▶ Given task
Recast every line of the entries below as a Markdown table with the columns "Row" and "Line", skipping blank lines. Leave the images out of the table.

[Stored dataset items]
---------------
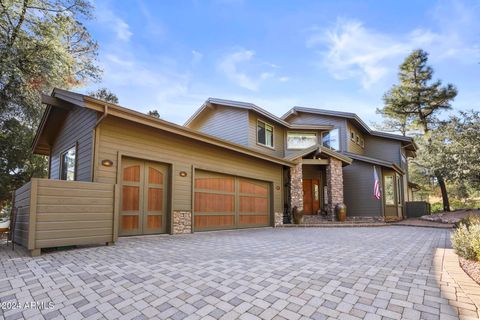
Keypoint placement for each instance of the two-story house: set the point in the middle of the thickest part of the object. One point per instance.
(336, 155)
(114, 171)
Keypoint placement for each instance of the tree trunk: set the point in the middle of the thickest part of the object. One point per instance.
(443, 188)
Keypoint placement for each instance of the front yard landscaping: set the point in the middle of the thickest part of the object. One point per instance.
(466, 241)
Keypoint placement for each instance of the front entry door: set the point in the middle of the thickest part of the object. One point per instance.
(143, 198)
(311, 196)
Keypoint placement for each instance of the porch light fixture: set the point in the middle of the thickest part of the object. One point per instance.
(107, 163)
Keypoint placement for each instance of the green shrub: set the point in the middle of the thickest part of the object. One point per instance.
(466, 238)
(468, 221)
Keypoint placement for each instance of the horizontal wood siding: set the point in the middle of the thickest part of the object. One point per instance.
(119, 136)
(225, 123)
(318, 119)
(358, 190)
(73, 213)
(384, 149)
(77, 128)
(22, 205)
(278, 135)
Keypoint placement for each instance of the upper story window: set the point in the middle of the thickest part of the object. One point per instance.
(331, 139)
(301, 140)
(264, 134)
(68, 164)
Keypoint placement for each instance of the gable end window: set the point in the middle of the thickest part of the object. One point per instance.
(331, 139)
(68, 164)
(264, 134)
(301, 140)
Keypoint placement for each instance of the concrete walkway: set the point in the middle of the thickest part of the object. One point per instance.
(287, 273)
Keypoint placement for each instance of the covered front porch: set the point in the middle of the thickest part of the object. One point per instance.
(315, 184)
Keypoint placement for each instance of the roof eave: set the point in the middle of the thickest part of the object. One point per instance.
(119, 111)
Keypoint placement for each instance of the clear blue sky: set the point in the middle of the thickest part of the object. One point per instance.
(342, 55)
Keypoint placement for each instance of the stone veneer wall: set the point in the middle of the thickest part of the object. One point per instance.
(296, 186)
(334, 185)
(182, 222)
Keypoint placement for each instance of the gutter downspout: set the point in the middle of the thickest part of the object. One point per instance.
(104, 115)
(94, 138)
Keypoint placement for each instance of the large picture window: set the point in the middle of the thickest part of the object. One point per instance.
(300, 140)
(264, 134)
(68, 167)
(389, 190)
(331, 139)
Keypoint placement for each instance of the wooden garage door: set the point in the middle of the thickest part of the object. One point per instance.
(143, 199)
(228, 202)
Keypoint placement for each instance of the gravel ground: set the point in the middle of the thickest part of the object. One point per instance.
(472, 268)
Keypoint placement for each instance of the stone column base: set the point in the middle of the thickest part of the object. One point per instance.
(182, 222)
(278, 219)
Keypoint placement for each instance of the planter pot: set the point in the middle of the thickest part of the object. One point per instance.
(298, 220)
(341, 210)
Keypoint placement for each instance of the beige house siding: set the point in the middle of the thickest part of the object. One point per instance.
(278, 135)
(352, 145)
(77, 128)
(118, 137)
(383, 149)
(54, 213)
(71, 212)
(225, 123)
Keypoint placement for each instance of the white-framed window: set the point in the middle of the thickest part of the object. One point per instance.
(264, 134)
(331, 139)
(68, 164)
(301, 140)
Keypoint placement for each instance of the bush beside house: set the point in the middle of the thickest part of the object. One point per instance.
(466, 242)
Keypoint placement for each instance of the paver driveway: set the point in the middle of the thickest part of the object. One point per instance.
(344, 273)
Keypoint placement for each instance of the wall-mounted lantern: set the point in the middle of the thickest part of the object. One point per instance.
(107, 163)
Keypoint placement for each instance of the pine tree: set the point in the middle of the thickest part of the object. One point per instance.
(418, 99)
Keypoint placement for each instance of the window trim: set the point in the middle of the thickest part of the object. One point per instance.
(273, 134)
(302, 132)
(76, 161)
(339, 139)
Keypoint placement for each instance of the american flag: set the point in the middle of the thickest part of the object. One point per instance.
(376, 184)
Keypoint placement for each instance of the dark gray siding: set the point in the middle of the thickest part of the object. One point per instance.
(77, 128)
(225, 123)
(317, 119)
(383, 149)
(358, 190)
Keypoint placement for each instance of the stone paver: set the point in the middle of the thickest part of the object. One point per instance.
(287, 273)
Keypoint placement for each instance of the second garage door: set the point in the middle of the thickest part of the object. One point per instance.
(228, 202)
---------------
▶ Exercise answer
| Row | Line |
|---|---|
| 1 | Keypoint placement for each instance of the two-story house: set the point in the middle of the thickest part of the object. One point per instance. |
| 2 | (336, 155) |
| 3 | (114, 171) |
| 4 | Keypoint placement for each instance of the tree trunk: set the point in the middle of the thickest part of the object. One point per instance. |
| 5 | (443, 188) |
| 6 | Keypoint placement for each instance of the front yard landscaping: set the point in the middle of the thickest part of the object. One point per instance. |
| 7 | (466, 241) |
| 8 | Keypoint placement for each instance of the front entry door: set the point in the middle of the thickest part of the object. One point per instance. |
| 9 | (143, 198) |
| 10 | (311, 196) |
| 11 | Keypoint placement for each instance of the porch light fixture: set the point in the middle of the thickest part of the object. One point per instance. |
| 12 | (107, 163) |
| 13 | Keypoint placement for each instance of the green shrub: set the point in the middle of the thickest part of the object. One point per instance. |
| 14 | (466, 238) |
| 15 | (468, 221) |
| 16 | Keypoint placement for each instance of the horizontal wood siding: set the point in the middle of the thickest part of the object. One point per instance. |
| 17 | (119, 136) |
| 18 | (225, 123) |
| 19 | (318, 119) |
| 20 | (358, 190) |
| 21 | (73, 213) |
| 22 | (384, 149) |
| 23 | (77, 128) |
| 24 | (22, 205) |
| 25 | (278, 135) |
| 26 | Keypoint placement for each instance of the upper story window: set the point in the middle of the thickest part of the object. One point per instance. |
| 27 | (331, 139) |
| 28 | (301, 140) |
| 29 | (264, 134) |
| 30 | (68, 164) |
| 31 | Keypoint placement for each instance of the gable end window: set the point in the middle of the thickest part of the object. One point per instance. |
| 32 | (331, 139) |
| 33 | (68, 164) |
| 34 | (264, 134) |
| 35 | (301, 140) |
| 36 | Keypoint placement for each instance of the concrete walkway: set the point in the middle of the thickest part of the object. One point per instance. |
| 37 | (287, 273) |
| 38 | Keypoint placement for each instance of the covered front porch: set the point in the middle of the thickest part of the object. One point per instance. |
| 39 | (315, 184) |
| 40 | Keypoint placement for each instance of the roof eave: set the point in the middle of the thickest part of the object. One point per instance. |
| 41 | (119, 111) |
| 42 | Keypoint placement for each instance of the clear blue sky: set the point in the middle of the thickest part of the object. One point per instance. |
| 43 | (342, 55) |
| 44 | Keypoint placement for each instance of the stone veneer wall: set the point in the middle of the thickest part of the object. One point per instance. |
| 45 | (296, 186) |
| 46 | (334, 185) |
| 47 | (182, 222) |
| 48 | Keypoint placement for each instance of the gutter downspout: set the point in the middle of the thickest part of the object. One point per instance. |
| 49 | (104, 115) |
| 50 | (94, 138) |
| 51 | Keypoint placement for each instance of the large picture window: set the point in the middle of the thickest part of the object. One point per instance. |
| 52 | (300, 140) |
| 53 | (264, 134) |
| 54 | (68, 167) |
| 55 | (389, 190) |
| 56 | (331, 139) |
| 57 | Keypoint placement for each instance of the wooden garage door: set the point in the middle of the thickest part of the object. One point per instance. |
| 58 | (143, 199) |
| 59 | (228, 202) |
| 60 | Keypoint placement for each instance of the gravel ground: set the point in the middle of the thickest part of the object. One point per instance. |
| 61 | (472, 268) |
| 62 | Keypoint placement for each instance of the stone column base: set the point in the middle of the thickest part of the object. One point per instance. |
| 63 | (182, 222) |
| 64 | (278, 219) |
| 65 | Keypoint placement for each instance of the planter pot: set the point in the middle of the thickest part of the object. One point per instance. |
| 66 | (298, 220) |
| 67 | (341, 210) |
| 68 | Keypoint placement for each instance of the beige house siding: set the point in the middle of the thickest part of the object. One point per instance. |
| 69 | (278, 135) |
| 70 | (352, 145) |
| 71 | (77, 128) |
| 72 | (118, 137) |
| 73 | (383, 149) |
| 74 | (54, 213) |
| 75 | (71, 212) |
| 76 | (225, 123) |
| 77 | Keypoint placement for each instance of the white-framed window: set the point in the middle of the thickest part of the object. One point per instance. |
| 78 | (264, 134) |
| 79 | (331, 139) |
| 80 | (68, 164) |
| 81 | (301, 140) |
| 82 | Keypoint placement for each instance of the bush beside house: set the point in the middle of the thickest part of the object. One point per instance. |
| 83 | (466, 242) |
| 84 | Keypoint placement for each instance of the paver driveway: set the point in the middle of the thickest part of the object. One point per instance. |
| 85 | (344, 273) |
| 86 | Keypoint placement for each instance of the wall-mounted lantern: set the point in the middle of the thickest part of the object. One point per instance. |
| 87 | (107, 163) |
| 88 | Keypoint placement for each instance of the pine tree: set the point in the middle of the thickest part of the object. One point per instance. |
| 89 | (418, 99) |
| 90 | Keypoint placement for each instance of the window trim: set the point in the middle of the thickest part of the object. One point per instance. |
| 91 | (273, 134) |
| 92 | (302, 132) |
| 93 | (76, 161) |
| 94 | (339, 139) |
| 95 | Keypoint placement for each instance of the american flag: set the point in the middle of the thickest part of the object. One point per instance. |
| 96 | (376, 184) |
| 97 | Keypoint placement for each instance of the dark gray siding: set the point in the middle of the thickest part of the object. One point per instance. |
| 98 | (77, 128) |
| 99 | (225, 123) |
| 100 | (317, 119) |
| 101 | (383, 149) |
| 102 | (358, 190) |
| 103 | Keypoint placement for each instance of the stone paver: set the point in the middle of the thickest part of the object. One point per instance. |
| 104 | (287, 273) |
| 105 | Keypoint placement for each instance of the second garage door: set the point in the middle of the thickest part of the object. One point per instance. |
| 106 | (228, 202) |